- **Problems**:
1. Do these statements agree with the forum post about a MySQL search function? Answer yes or no for each, quoting the deciding words of the post. (a) The web site was built with Flash Builder. (b) The reported MySQL error number is 1062. (c) The SELECT statement in the code includes a column named email.
2. Duplicate the passage of the forum post about a MySQL search function between "Well not being" and "way about it.", inclusive.

- **Text block**:

● ● ● ● ● ● ●

Well not being the best programmer in the land i thought i would ask this question in the hope someone would spot the error or just tell me I am going the wrong way about it.

I have a Flash Builder web site that am trying to create a Search function to search my MYSQL database with and then return the results.

I have included the not null part just in case the user does not type any data in the relevant variable.

But I am getting this ERROR Reason: Server error MySQL Error - 1064: You have an error in your SQL syntax; check the manual that corresponds to your MySQL server version for the right syntax to use near 'wells AND sex LIKE female' at line 1 #0

HERE IS THE CODE

public function searchClients($fname, $lname, $country, $town, $sex) {

$SQLStatment = "SELECT id, fname, lname, sex, country, town, dateofbirth, monthofbirth, yearofbirth FROM $this->tablename";
$WhereClause = "";
$where =" Where ";

if($fname != "NULL") {
            $WhereClause.= 'Fname LIKE '.$fname;
}         

if($lname != "NULL") {
 if($WhereClause != "") 
 {  
            $WhereClause.= ' AND lname LIKE ' .$lname;
 }
 else
 {
        $WhereClause = 'lname LIKE ' .$lname;
 }
}

if($country != "NULL") {     
if($WhereClause != "") 
 {  
            $WhereClause.= ' AND country LIKE ' .$country;
 }
 else 
 {
        $WhereClause = 'country LIKE ' .$country;
 }
}

if($town != "NULL") {
 if($WhereClause != "") 
 {  
            $WhereClause.= ' AND town LIKE ' .$town;
 }
 else
 {
        $WhereClause = 'town LIKE ' .$town;
 }
}    

if($sex != "NULL") {
 if($WhereClause != "")

● ● ● ● ● ● ●

Point-based annotation data:
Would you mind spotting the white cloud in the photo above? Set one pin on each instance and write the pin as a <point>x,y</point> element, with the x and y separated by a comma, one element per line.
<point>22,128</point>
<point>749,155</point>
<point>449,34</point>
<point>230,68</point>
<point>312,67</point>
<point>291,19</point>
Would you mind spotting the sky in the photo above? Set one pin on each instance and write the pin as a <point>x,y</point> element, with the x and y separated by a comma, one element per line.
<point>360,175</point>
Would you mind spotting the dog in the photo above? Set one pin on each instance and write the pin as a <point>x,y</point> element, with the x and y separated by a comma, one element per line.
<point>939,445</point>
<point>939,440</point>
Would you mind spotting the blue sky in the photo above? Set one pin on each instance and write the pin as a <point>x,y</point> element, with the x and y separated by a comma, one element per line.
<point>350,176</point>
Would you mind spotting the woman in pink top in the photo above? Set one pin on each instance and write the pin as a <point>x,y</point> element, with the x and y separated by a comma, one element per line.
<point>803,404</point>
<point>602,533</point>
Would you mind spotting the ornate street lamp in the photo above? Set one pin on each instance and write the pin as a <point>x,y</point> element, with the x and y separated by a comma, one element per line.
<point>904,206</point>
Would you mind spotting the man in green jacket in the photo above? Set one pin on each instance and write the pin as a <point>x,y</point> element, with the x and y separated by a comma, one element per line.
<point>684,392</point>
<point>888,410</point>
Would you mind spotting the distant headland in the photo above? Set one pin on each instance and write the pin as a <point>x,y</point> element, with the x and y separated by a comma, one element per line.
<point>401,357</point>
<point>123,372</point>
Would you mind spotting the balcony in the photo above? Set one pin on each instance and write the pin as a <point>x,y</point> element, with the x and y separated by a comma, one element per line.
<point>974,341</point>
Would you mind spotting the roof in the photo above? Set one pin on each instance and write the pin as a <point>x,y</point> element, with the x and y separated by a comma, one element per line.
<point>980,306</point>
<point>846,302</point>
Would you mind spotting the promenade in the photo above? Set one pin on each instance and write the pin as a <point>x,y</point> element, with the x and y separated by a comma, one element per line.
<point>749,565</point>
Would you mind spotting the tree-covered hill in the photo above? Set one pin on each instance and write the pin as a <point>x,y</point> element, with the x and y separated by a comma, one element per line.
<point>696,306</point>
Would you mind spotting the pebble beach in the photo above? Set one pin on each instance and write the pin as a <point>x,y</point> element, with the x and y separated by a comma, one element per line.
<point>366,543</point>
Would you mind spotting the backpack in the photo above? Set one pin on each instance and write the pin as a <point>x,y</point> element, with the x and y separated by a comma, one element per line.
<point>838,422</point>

● ● ● ● ● ● ●

- **Solved tasks**:
1.
(a) Yes: "I have a Flash Builder web site"
(b) No: "MySQL Error - 1064"
(c) No: "SELECT id, fname, lname, sex, country, town, dateofbirth, monthofbirth, yearofbirth FROM $this->tablename"

2.
Well not being the best programmer in the land i thought i would ask this question in the hope someone would spot the error or just tell me I am going the wrong way about it.